1983 was a significant year for the young Keith Haring. Just months before, the artist burst into the New York Art scene with his debut solo exhibition at the Tony Shafrazi Gallery, and by 1984 he was a household name, with solo shows in major Art institutions across the globe. 1983 marks the crystallisation of the artist’s mature style, bridging the gap between two distinct phases of his tragically brief artistic career.
With his instantly recognisable and highly legible forms, Haring entirely circumnavigated the traditional path from underground culture to mainstream popularity and art-world stardom. The artist’s remarkable application of Pop imagery and tabulated symbolic language succinctly captured the booming social culture of the downtown New York scene in the early eighties, and as such became immensely popular at breakneck speed. His signature lexicon of stick figures, crawling babies and barking dogs became ubiquitous through his subway drawings and public performances. As Haring took his signature hieroglyphic language to the streets, his practice vibrated with enthusiasm for a utopic, populist art form rooted in connection and community. Haring envisaged a universal, anti-elitist language of direct and simplified form rendered in exuberant popping primary colours. This was an art for the people.

---

How to complete this task
Render this sentence from the passage on Keith Haring in Spanish: "His signature lexicon of stick figures, crawling babies and barking dogs became ubiquitous through his subway drawings and public performances."

Record extracts

---

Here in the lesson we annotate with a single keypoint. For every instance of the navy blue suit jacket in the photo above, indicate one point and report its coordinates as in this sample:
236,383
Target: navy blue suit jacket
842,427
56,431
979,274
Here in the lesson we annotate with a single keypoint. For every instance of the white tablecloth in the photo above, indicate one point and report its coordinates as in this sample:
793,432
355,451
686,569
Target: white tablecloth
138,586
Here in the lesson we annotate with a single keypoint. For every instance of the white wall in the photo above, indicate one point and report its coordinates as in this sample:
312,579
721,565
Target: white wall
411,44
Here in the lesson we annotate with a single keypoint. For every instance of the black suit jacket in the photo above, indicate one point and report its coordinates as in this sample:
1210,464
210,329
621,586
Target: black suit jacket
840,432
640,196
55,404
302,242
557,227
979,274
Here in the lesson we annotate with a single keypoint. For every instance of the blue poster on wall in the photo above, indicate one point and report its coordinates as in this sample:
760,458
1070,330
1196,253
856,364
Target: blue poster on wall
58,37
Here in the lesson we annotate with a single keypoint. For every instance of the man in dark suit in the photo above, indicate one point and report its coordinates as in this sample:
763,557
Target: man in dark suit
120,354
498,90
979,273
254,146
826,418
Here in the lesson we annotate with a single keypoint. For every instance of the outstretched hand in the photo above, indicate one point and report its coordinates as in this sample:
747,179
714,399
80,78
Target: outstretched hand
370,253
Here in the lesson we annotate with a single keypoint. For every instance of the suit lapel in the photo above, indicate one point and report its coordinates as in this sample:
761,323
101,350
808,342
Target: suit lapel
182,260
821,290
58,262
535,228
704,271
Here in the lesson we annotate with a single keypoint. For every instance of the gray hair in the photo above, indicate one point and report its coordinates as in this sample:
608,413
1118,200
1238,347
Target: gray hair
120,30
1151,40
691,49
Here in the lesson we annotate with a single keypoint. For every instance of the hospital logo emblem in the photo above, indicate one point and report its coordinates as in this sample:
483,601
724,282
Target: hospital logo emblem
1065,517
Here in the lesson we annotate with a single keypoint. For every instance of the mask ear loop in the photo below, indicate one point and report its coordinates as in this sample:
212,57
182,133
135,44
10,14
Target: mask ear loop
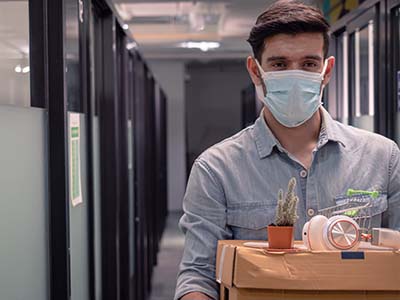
322,81
262,75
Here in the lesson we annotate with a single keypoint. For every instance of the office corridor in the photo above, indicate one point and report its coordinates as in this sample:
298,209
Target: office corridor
171,248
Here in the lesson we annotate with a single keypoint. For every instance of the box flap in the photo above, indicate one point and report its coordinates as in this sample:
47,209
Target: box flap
225,262
375,270
245,267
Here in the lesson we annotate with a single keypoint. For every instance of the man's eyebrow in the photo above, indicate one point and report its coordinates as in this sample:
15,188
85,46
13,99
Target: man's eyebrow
274,58
316,57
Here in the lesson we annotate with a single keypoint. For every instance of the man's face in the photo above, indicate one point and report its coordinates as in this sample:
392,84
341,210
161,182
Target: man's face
303,51
294,52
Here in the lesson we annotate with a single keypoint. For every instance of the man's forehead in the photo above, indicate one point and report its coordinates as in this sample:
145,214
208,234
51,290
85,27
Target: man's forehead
297,46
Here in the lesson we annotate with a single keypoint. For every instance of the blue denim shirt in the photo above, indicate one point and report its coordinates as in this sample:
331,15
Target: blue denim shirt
233,187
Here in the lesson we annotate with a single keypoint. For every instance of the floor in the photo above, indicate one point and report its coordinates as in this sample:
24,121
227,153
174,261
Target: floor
169,257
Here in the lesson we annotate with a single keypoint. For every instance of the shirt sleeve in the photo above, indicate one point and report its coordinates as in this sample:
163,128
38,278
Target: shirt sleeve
203,223
393,212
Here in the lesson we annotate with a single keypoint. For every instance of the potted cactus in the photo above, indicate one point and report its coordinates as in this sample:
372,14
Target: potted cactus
281,233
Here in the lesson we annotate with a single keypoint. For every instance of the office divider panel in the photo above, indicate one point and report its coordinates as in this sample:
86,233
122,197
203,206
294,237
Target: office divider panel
24,271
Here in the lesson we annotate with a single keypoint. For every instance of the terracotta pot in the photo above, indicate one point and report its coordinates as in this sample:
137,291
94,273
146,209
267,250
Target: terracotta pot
280,237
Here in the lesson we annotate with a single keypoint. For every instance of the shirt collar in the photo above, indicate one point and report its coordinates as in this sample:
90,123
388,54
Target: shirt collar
330,131
266,141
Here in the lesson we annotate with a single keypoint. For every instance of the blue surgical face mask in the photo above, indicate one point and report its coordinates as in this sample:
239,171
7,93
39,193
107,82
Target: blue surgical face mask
292,96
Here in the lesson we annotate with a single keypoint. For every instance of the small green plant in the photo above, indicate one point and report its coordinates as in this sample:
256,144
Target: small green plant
286,210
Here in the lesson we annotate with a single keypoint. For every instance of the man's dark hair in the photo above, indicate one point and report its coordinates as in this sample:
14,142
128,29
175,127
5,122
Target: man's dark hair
288,17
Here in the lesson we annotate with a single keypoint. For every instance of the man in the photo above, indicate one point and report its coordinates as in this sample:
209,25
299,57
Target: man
232,190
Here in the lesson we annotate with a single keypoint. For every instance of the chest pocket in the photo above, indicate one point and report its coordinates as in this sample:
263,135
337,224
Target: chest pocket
250,222
379,206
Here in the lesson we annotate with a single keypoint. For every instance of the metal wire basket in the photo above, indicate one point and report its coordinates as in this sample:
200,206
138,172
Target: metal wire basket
359,208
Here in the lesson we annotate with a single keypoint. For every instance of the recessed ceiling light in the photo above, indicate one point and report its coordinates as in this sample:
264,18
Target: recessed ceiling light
203,46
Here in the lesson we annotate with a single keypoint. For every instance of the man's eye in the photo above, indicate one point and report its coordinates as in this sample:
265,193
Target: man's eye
279,65
310,65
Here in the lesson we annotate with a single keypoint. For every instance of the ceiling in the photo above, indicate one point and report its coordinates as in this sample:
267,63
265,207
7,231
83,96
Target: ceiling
162,27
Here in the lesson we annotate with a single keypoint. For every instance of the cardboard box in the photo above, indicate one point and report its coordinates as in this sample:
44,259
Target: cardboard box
250,273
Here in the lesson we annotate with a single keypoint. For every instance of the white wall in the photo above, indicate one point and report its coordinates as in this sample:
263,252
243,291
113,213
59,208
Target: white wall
170,75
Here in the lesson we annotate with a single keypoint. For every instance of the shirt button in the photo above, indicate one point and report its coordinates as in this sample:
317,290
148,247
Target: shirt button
303,173
310,212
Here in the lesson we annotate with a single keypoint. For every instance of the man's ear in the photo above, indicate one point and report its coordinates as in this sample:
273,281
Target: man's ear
329,69
253,71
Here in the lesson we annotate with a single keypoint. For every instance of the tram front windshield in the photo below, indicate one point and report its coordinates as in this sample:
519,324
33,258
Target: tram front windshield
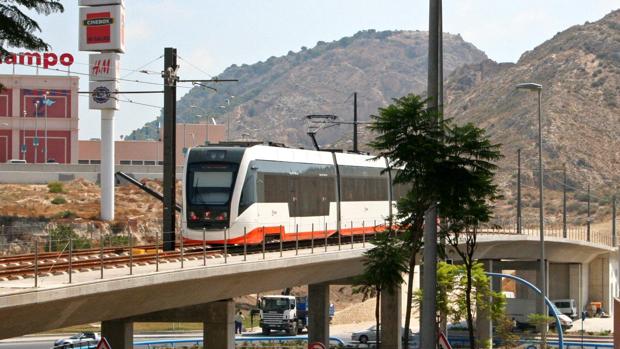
209,190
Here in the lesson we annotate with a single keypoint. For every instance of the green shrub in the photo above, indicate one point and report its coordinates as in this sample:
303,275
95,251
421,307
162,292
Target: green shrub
59,200
60,237
55,187
66,214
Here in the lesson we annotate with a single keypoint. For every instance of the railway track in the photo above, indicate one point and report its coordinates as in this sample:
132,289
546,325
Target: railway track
58,263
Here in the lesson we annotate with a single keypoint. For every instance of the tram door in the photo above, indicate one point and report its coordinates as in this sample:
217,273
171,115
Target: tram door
293,206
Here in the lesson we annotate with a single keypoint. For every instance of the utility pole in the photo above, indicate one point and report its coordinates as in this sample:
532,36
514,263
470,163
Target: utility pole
428,334
519,214
588,222
170,95
355,150
564,213
613,220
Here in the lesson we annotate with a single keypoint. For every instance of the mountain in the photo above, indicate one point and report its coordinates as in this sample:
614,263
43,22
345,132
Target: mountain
579,69
273,97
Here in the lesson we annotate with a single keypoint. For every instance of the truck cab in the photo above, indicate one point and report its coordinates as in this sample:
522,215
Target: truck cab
282,313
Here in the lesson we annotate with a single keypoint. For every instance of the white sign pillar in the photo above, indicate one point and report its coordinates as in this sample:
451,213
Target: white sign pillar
102,29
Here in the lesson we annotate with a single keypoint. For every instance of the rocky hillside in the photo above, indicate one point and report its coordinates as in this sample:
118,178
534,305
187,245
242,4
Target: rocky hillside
579,69
272,97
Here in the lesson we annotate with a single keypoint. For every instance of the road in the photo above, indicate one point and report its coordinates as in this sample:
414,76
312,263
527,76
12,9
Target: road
48,342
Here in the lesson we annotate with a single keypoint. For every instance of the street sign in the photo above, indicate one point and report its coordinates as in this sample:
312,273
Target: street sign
102,28
443,341
103,344
316,345
103,95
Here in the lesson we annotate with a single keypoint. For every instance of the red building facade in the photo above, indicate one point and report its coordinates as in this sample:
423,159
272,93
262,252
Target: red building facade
38,118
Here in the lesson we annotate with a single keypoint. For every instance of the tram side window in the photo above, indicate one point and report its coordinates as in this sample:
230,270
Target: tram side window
248,193
308,189
311,195
363,184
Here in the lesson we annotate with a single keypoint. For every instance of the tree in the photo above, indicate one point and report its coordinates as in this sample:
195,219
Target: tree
384,267
439,162
17,29
410,135
454,293
466,199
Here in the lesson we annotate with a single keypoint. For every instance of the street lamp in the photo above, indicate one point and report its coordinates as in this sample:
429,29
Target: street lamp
45,102
23,145
530,86
35,141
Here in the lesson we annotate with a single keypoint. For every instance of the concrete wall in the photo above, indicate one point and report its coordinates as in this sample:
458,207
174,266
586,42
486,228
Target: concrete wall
599,281
187,135
559,277
45,173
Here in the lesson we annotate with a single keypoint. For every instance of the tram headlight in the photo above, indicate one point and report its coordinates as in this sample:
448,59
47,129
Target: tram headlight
192,216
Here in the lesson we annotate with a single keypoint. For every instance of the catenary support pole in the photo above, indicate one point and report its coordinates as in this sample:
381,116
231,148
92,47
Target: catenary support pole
107,164
613,221
519,214
355,122
170,80
428,335
589,220
564,225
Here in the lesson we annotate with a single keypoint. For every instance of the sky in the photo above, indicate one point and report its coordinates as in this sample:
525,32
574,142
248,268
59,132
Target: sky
211,35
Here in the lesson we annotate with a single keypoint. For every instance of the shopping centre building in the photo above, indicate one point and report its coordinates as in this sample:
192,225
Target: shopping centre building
39,123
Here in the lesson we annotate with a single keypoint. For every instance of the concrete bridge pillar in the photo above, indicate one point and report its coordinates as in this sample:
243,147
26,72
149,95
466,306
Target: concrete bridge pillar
391,319
318,313
119,333
483,322
219,325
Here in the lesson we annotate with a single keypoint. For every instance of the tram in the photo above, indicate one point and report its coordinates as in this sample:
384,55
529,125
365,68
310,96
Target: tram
265,192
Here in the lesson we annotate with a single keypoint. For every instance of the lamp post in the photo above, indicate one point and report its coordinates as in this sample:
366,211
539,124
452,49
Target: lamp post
530,86
35,141
22,143
45,103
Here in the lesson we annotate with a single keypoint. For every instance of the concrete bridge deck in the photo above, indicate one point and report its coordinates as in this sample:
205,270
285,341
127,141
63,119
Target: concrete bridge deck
57,304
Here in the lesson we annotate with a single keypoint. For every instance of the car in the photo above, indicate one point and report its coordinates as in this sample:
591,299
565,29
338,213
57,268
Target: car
16,161
82,338
370,335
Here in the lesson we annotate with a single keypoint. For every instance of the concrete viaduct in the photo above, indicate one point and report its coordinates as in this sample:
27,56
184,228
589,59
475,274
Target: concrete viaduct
584,271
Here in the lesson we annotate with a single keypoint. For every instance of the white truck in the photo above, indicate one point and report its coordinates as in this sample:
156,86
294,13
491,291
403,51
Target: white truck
283,313
519,310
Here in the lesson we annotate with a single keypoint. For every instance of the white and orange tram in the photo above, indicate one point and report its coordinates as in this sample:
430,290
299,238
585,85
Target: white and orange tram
247,194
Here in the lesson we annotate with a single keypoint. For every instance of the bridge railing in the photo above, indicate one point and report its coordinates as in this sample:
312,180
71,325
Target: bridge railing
571,232
68,254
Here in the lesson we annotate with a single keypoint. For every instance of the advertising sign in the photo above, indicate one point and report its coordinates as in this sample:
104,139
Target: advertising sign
103,95
102,28
101,2
103,66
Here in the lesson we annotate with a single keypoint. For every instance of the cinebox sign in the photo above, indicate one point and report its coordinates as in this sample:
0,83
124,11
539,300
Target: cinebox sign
102,28
44,59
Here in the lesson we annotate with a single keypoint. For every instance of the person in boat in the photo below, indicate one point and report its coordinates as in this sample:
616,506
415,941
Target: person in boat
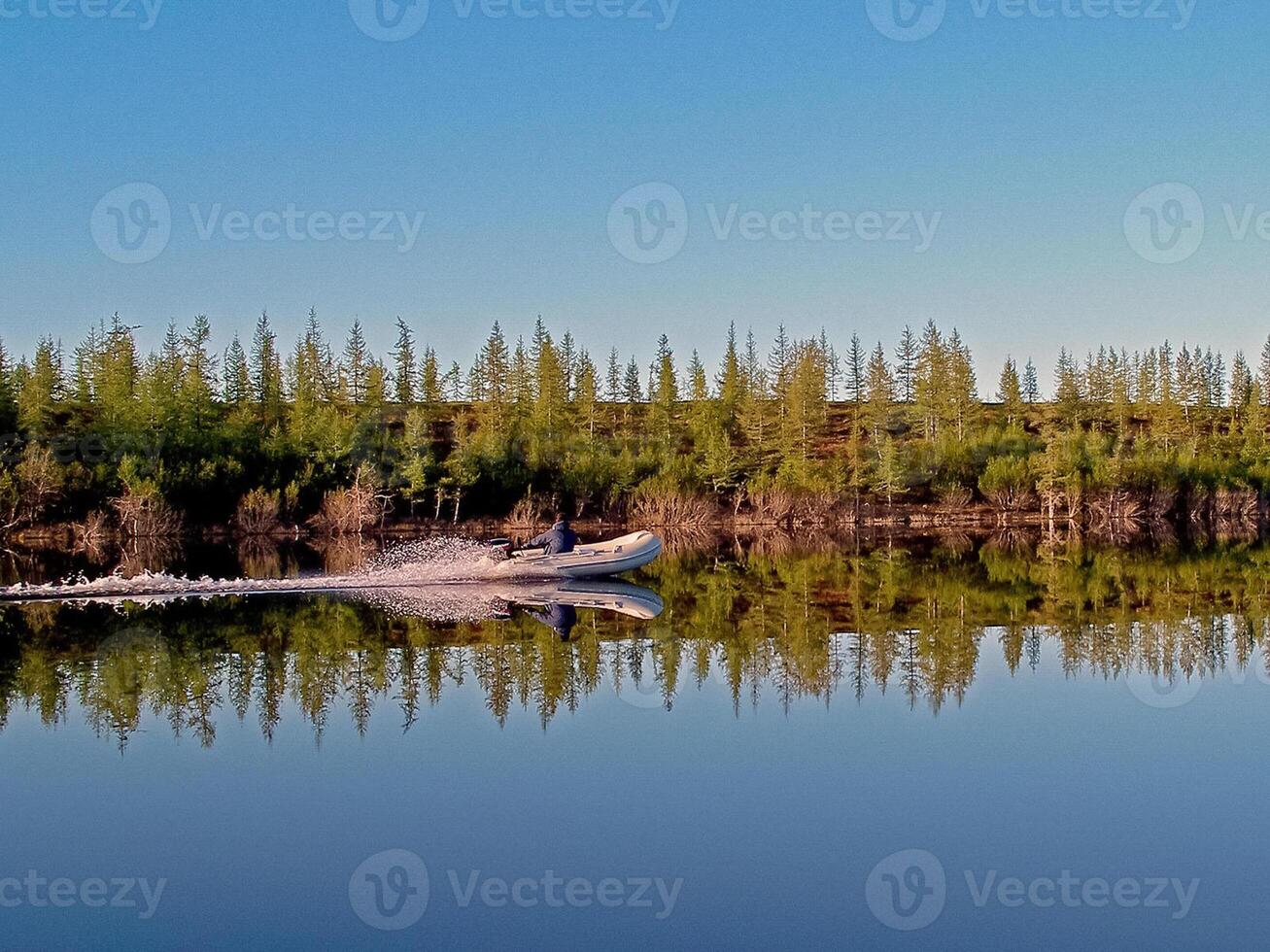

---

Exercise response
Su léxico característico de figuras de palitos, bebés gateando y perros ladrando se volvió omnipresente gracias a sus dibujos en el metro y sus actuaciones públicas.